> **ZIEL 1**: Liste unten jede Zeile auf, die die Zeichenfolge „object“ enthält.

> **AUSZUG**:
* * *
Elektromobilität: Offene Rechnung

Author: Achim Geiger

06. Dez. 2023 Automobil

Die Antriebswende in Europa ist ausgerufen und alle gehen hin? Schön wär’s. Dabei sind die Deadlines der EU-Kommission für die CO2-Flottenemissionen enorm anspruchsvoll. Für die Elektrifizierung der Nutzfahrzeuge ist es daher fünf vor zwölf. Aber welches System hat die besten Chancen auf das erste Etappenziel?

Die elektrische Antriebswende im Bereich der schweren Nutzfahrzeuge ist ein zentraler Baustein für einen emissionsfreien Straßengüterkraftverkehr in Europa. Die Europäische Kommission hat im derzeit laufenden Gesetzgebungsverfahren zu neuen Standards die Messlatte hoch aufgelegt: Bezogen auf die Flottenemissionen 2019 sollen die Hersteller die Emissionen ihrer Neufahrzeuge in der ersten Phase ab 2030 um 45 Prozent, ab 2035 um 65 Prozent absenken. 2040 steht dann ein großer Wurf an, wenn die Verminderung um 90 Prozent erreicht werden soll. Die grobe Marschrichtung hin zu einem Systemwechsel steht also im Prinzip fest. Allerdings türmen sich auf dem Weg nicht zuletzt aufgrund der Marktdominanz des Dieselmotors gewaltige Hürden auf. Der ist laut dem Verband der Europäischen Automobilhersteller (ACEA) mit einem Marktanteil von über 95 Prozent nach wie vor das Maß der Dinge. Andererseits setzen die meisten Nutzfahrzeughersteller bereits auf die elektrische Karte – MAN und Volvo zum Beispiel wollen ab 2030 jeden zweiten schweren Lkw mit einem elektrischen Antrieb ausstatten. Im Moment jedoch ist jeder neue E-Lkw in Kundenhand noch ein Ereignis. In der EU schlagen gerade mal rund 4.000 Neuzulassungen in den ersten neun Monaten dieses Jahres zu Buche, wobei rund 65 Prozent der Verkäufe in Deutschland und den Niederlanden stattfanden. Der Marktanteil der E-Lkw in der EU ist damit von 0,4 Prozent im Vorjahr auf 1,5 Prozent angewachsen.
* * *
> **ZEILEN ZUR AUFGABE**:
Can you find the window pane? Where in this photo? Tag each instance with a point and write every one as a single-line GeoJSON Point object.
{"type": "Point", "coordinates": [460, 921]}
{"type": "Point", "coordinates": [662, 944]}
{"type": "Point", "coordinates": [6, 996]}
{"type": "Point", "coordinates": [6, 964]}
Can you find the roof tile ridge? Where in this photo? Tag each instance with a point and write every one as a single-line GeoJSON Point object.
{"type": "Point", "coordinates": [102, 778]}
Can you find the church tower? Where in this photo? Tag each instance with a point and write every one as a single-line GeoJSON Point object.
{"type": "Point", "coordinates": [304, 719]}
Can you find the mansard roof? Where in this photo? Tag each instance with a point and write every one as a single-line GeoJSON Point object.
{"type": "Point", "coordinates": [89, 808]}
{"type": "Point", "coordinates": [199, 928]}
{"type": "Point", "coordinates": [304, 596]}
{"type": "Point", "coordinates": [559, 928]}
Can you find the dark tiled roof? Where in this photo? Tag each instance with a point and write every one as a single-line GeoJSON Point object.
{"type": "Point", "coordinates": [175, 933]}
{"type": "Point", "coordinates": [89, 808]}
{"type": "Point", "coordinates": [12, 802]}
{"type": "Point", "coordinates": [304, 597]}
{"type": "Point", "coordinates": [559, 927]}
* * *
> **ZIEL 2**: Setze den Text über elektrische Lkw oben fort und beginne nach seinem letzten Satz.

> **LÖSUNG 1**:
Can you find the window pane? Where in this photo? Tag each instance with a point and write every one as a single-line GeoJSON Point object.
Can you find the roof tile ridge? Where in this photo? Tag each instance with a point and write every one as a single-line GeoJSON Point object.
Can you find the church tower? Where in this photo? Tag each instance with a point and write every one as a single-line GeoJSON Point object.
Can you find the mansard roof? Where in this photo? Tag each instance with a point and write every one as a single-line GeoJSON Point object.
Can you find the dark tiled roof? Where in this photo? Tag each instance with a point and write every one as a single-line GeoJSON Point object.

> **LÖSUNG 2**:
Welches elektrische System ist ein relevanter Player der Antriebswende?
Kündigt sich also mit diesen Zahlen der Anfang der Antriebswende an? Die Marktanteile müssen natürlich deutlich steigen, damit die zur Senkung der Treibhausgas-Emissionen nötigen Null-Emissions-Nutzfahrzeuge im großen Stil auf die Straßen kommen. Die Kandidaten für diesen Job sind neben den batterieelektrischen Lkw die Fahrzeuge mit Wasserstoff-Brennstoffzellen und Oberleitungs-Lkw. Und wer könnte im Sprint zum Etappenziel 2030 die Nase vorn haben? Wer ist überhaupt ein relevanter Player für die Antriebswende? Mit genau diesen Fragen befassen sich rund ein Dutzend aktueller Studien. Die meisten nehmen in ihren Szenarien für einen Markthochlauf technologische und wirtschaftliche Aspekte unter die Lupe. Im Fokus stehen dabei technologische Verbesserungen, Kostensenkungen bei Batterien, Brennstoffzellen und Wasserstofftanks sowie die Entwicklung der Preise für Diesel, Strom und erneuerbaren Wasserstoff. Gemeinsam ist allen Arbeiten die glasklare Einsicht, dass ohne den zeitnahen Aufbau der öffentlichen Energie-Infrastrukturen ein nachhaltiger Antriebswechsel ein frommer Wunsch bleiben muss.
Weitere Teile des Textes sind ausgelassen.